[start of Records supplied]

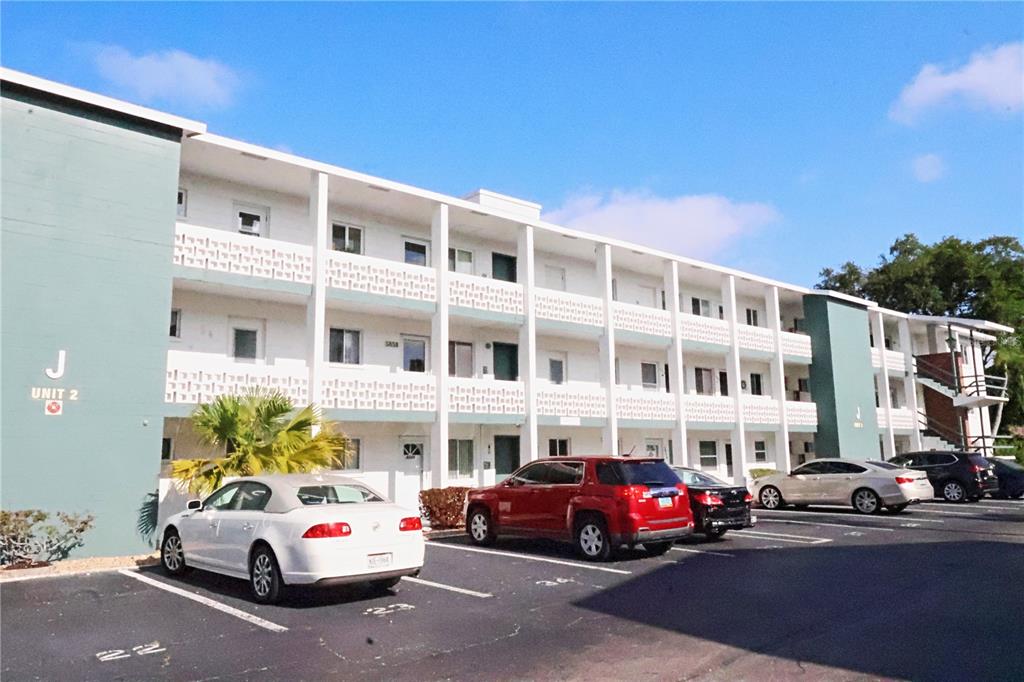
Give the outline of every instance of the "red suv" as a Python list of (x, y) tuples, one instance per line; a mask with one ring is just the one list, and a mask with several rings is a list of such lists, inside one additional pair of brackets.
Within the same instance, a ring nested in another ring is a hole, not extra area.
[(499, 534), (571, 539), (586, 559), (643, 545), (652, 555), (693, 531), (686, 486), (659, 459), (558, 457), (469, 492), (466, 532), (476, 545)]

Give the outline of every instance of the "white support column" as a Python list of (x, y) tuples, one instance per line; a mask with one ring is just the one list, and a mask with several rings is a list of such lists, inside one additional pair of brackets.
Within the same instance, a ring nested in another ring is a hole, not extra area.
[(886, 357), (886, 328), (882, 324), (882, 312), (871, 310), (871, 336), (874, 345), (879, 349), (879, 359), (882, 367), (879, 369), (879, 402), (886, 416), (886, 423), (882, 427), (882, 456), (890, 459), (896, 455), (896, 434), (893, 432), (893, 400), (889, 392), (889, 368)]
[(669, 375), (676, 395), (676, 425), (672, 429), (673, 464), (690, 466), (686, 452), (686, 381), (683, 374), (683, 340), (680, 335), (679, 263), (665, 262), (665, 303), (672, 319), (672, 345), (669, 346)]
[(618, 455), (618, 416), (615, 414), (615, 321), (611, 298), (611, 247), (597, 245), (597, 282), (604, 303), (604, 334), (601, 335), (601, 376), (608, 387), (608, 419), (604, 425), (604, 450), (608, 455)]
[[(785, 359), (782, 355), (782, 319), (779, 314), (778, 287), (765, 290), (765, 309), (772, 332), (775, 354), (771, 359), (771, 394), (778, 400), (778, 430), (775, 432), (775, 467), (790, 471), (790, 416), (785, 414)], [(779, 464), (779, 459), (782, 464)]]
[(327, 254), (328, 254), (328, 175), (312, 172), (309, 176), (309, 223), (313, 232), (313, 283), (306, 302), (306, 361), (309, 368), (309, 402), (321, 404), (324, 398), (324, 368), (327, 366)]
[(913, 338), (910, 336), (910, 321), (903, 317), (899, 321), (899, 347), (903, 350), (903, 363), (906, 366), (906, 374), (903, 376), (903, 393), (906, 399), (906, 407), (913, 418), (913, 430), (910, 432), (910, 449), (921, 451), (925, 449), (921, 438), (921, 426), (918, 415), (918, 380), (916, 366), (913, 360)]
[(447, 204), (438, 204), (430, 223), (430, 253), (437, 274), (437, 308), (430, 321), (430, 369), (437, 382), (437, 417), (430, 428), (430, 485), (447, 485), (449, 270)]
[[(722, 305), (725, 321), (729, 324), (729, 351), (725, 358), (725, 369), (729, 374), (729, 395), (735, 406), (736, 422), (732, 429), (732, 480), (742, 485), (746, 479), (746, 428), (743, 424), (743, 394), (740, 388), (739, 333), (736, 322), (736, 278), (725, 275), (722, 280)], [(724, 459), (724, 457), (723, 457)], [(727, 477), (724, 462), (720, 462), (719, 472)]]
[(537, 315), (534, 307), (534, 226), (519, 227), (518, 272), (522, 285), (523, 324), (519, 328), (519, 380), (526, 397), (526, 419), (519, 434), (519, 463), (538, 458), (541, 452), (537, 431)]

[end of Records supplied]

_Exercise brief_.
Copy all of the lines above word for word, and leave the pictures out of your copy.

_Response to the exercise_.
Give the outline of every instance of the "red suv" as a Python list of (x, y) tuples, one instance per line; a mask with one ring is just the one list, and a mask with several rings is a list of such lists, inside one additional pair of brackets.
Within the same instance, a ring nested in another ring is a hole, not extra area.
[(499, 534), (571, 539), (586, 559), (643, 545), (652, 555), (693, 531), (686, 486), (659, 459), (558, 457), (469, 492), (466, 532), (476, 545)]

Give the outline of every instance of the "white support column" as a Python list of (x, y) tuples, one instance per line; a mask with one ring is just the one list, and a mask with several rings is a list of such lists, inside one additional pair of brackets.
Within the same instance, a ring nested in another ring is a hole, not extra area.
[(886, 357), (886, 328), (882, 324), (882, 312), (871, 310), (871, 336), (874, 345), (879, 349), (879, 359), (882, 367), (879, 369), (879, 402), (886, 416), (886, 423), (882, 427), (882, 456), (890, 459), (896, 455), (896, 434), (893, 432), (893, 400), (889, 392), (889, 368)]
[(669, 375), (676, 395), (676, 425), (672, 429), (673, 464), (690, 466), (686, 452), (686, 381), (683, 374), (683, 340), (680, 335), (679, 263), (665, 262), (665, 303), (672, 319), (672, 345), (669, 346)]
[(618, 455), (618, 416), (615, 414), (615, 321), (611, 298), (611, 247), (597, 245), (597, 282), (604, 303), (604, 334), (601, 335), (601, 376), (608, 387), (608, 419), (604, 425), (604, 450), (608, 455)]
[[(785, 359), (782, 355), (782, 319), (779, 314), (778, 287), (765, 290), (765, 309), (772, 332), (775, 354), (771, 359), (771, 394), (778, 400), (778, 430), (775, 432), (775, 467), (790, 471), (790, 416), (785, 414)], [(779, 464), (779, 459), (782, 464)]]
[(327, 254), (328, 254), (328, 175), (312, 172), (309, 176), (309, 223), (313, 232), (313, 283), (306, 302), (306, 361), (309, 368), (309, 402), (321, 404), (324, 398), (324, 368), (327, 366)]
[(913, 338), (910, 336), (910, 321), (903, 317), (899, 321), (899, 347), (903, 350), (903, 363), (906, 366), (906, 374), (903, 376), (903, 393), (906, 399), (906, 407), (913, 418), (913, 430), (910, 432), (910, 449), (921, 451), (925, 449), (921, 438), (921, 426), (918, 415), (918, 380), (916, 366), (913, 360)]
[(447, 204), (438, 204), (430, 223), (430, 253), (437, 274), (437, 308), (430, 321), (430, 369), (437, 382), (437, 417), (430, 428), (430, 485), (447, 485), (449, 270)]
[[(722, 305), (725, 321), (729, 324), (729, 351), (725, 358), (725, 369), (729, 374), (729, 395), (735, 406), (736, 422), (732, 429), (732, 480), (742, 485), (746, 479), (746, 428), (743, 424), (743, 394), (740, 388), (739, 333), (736, 322), (736, 278), (725, 275), (722, 280)], [(724, 459), (724, 457), (723, 457)], [(727, 477), (724, 462), (720, 462), (719, 472)]]
[(537, 315), (534, 307), (534, 226), (519, 227), (518, 272), (522, 285), (523, 324), (519, 328), (519, 380), (526, 397), (526, 419), (519, 434), (519, 463), (538, 458), (541, 452), (537, 431)]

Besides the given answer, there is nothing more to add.